━━ DATA ROWS

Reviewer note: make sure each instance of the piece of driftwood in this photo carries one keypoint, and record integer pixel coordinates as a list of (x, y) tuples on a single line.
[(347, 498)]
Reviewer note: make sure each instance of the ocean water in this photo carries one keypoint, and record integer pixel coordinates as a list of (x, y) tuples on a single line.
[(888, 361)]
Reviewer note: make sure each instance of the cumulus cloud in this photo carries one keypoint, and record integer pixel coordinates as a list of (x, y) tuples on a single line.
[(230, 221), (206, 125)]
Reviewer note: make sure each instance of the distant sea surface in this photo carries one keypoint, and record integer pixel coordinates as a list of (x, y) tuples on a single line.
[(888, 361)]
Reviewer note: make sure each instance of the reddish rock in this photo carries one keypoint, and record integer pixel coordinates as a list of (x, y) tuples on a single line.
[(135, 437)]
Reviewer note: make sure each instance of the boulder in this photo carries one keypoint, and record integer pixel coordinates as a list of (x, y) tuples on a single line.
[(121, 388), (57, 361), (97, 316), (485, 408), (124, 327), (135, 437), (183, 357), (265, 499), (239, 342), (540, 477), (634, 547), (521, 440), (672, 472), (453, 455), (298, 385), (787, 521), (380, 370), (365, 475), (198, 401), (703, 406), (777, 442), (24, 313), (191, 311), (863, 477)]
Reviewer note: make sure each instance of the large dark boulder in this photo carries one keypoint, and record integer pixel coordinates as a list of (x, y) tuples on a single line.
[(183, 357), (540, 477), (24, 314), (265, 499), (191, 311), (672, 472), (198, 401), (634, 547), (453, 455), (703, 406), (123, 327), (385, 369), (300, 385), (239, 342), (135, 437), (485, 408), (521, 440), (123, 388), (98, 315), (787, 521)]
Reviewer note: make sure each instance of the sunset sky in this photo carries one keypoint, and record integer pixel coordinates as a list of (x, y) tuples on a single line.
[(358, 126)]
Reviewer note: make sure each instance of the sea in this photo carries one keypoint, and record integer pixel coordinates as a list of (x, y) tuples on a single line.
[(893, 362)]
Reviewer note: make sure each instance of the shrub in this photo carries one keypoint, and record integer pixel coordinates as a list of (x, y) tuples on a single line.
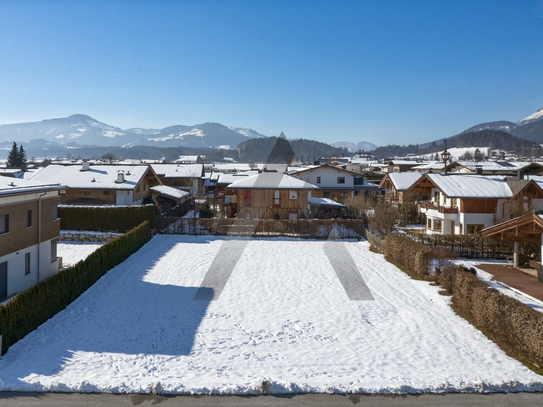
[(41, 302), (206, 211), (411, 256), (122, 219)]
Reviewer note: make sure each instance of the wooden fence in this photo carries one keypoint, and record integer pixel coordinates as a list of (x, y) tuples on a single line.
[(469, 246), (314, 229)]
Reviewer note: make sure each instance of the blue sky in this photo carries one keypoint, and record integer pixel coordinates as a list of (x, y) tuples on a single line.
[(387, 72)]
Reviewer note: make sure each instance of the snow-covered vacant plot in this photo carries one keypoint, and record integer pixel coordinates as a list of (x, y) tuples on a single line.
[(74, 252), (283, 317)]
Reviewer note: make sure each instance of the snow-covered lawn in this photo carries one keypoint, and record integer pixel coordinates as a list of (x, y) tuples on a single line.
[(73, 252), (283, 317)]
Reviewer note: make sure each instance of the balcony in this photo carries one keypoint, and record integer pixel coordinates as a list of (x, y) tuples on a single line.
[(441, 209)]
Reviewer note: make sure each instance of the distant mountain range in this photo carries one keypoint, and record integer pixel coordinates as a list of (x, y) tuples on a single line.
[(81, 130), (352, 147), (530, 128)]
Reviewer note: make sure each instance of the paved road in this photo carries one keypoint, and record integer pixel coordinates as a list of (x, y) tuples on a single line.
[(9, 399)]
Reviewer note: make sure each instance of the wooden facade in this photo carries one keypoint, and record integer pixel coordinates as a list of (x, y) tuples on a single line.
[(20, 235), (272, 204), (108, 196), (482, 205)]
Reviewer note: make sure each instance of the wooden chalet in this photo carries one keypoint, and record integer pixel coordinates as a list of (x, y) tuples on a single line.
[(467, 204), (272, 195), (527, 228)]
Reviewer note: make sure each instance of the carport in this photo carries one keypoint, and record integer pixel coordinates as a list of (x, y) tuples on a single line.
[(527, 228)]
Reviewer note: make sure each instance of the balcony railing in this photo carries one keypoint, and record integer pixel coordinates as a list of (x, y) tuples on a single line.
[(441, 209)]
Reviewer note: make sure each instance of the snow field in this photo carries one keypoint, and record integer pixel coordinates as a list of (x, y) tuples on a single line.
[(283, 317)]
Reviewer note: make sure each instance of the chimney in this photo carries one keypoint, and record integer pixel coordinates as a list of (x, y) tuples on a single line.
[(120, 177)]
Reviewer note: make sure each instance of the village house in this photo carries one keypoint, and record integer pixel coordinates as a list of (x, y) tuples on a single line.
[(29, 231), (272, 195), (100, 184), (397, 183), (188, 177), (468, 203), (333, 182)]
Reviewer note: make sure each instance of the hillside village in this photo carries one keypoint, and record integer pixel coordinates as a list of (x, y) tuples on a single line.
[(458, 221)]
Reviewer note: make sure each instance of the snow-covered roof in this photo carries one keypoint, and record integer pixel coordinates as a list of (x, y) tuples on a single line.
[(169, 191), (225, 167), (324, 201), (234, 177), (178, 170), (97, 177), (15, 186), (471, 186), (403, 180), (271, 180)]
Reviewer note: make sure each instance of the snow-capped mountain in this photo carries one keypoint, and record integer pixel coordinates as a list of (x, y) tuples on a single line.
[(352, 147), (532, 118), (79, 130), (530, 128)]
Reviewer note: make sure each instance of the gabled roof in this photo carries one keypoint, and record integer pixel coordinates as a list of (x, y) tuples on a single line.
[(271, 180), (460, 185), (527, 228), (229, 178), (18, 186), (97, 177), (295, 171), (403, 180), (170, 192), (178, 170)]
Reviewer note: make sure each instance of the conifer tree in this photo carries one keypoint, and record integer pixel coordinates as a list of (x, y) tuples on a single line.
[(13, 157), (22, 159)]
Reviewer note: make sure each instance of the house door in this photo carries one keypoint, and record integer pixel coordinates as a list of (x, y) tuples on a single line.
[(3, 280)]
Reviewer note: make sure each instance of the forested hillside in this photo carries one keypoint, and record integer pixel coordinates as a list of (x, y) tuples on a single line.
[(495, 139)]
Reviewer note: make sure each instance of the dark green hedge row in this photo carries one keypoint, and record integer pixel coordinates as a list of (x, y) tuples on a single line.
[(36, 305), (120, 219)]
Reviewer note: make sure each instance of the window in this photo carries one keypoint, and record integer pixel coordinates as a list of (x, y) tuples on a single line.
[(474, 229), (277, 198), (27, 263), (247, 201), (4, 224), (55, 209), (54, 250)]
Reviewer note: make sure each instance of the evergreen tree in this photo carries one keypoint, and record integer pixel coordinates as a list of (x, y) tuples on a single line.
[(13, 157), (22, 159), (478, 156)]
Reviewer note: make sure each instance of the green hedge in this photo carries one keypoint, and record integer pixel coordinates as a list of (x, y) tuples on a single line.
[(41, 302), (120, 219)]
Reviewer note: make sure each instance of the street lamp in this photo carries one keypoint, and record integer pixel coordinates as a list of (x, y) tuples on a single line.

━━━━

EXERCISE DETAILS: Convert the data from the line containing "Reviewer note: make sure each instance of the chimney" through the line containing "[(352, 147), (532, 118), (79, 130), (530, 128)]", both included, into a JSON list of strings, one string per line, leaving out any blank lines.

SOLUTION FOR THIS TASK:
[
  "Reviewer note: make sure each instance of the chimney in this photo carries one keypoint, and record integer pixel coordinates as a list of (x, y) tuples on a single line.",
  "[(120, 177)]",
  "Reviewer note: make sure each instance of the village house in this photo carries one keypoint, and record integer pixel coordinates as a list of (x, y) tuples on a single line.",
  "[(29, 231), (272, 195), (100, 184), (397, 183), (188, 177), (468, 203), (333, 182)]",
  "Reviewer note: make sure each instance of the hillside village in this photo carries one keypoint, and record integer pixel coordinates as a list of (x, y) tuples on a single line.",
  "[(458, 221)]",
  "Reviewer note: make sure each instance of the snow-covered roof in this photo carries one keypoint, and record integer pixel coordinates as a list of (x, y) tuples on a single line.",
  "[(169, 191), (225, 167), (324, 201), (234, 177), (178, 170), (97, 177), (15, 186), (471, 186), (403, 180), (271, 180)]",
  "Reviewer note: make sure each instance of the snow-capped mountain in this photo carries one keypoint, and record integer pixel coordinates as a list of (x, y) tuples on a single line.",
  "[(352, 147), (532, 118), (79, 130), (530, 128)]"
]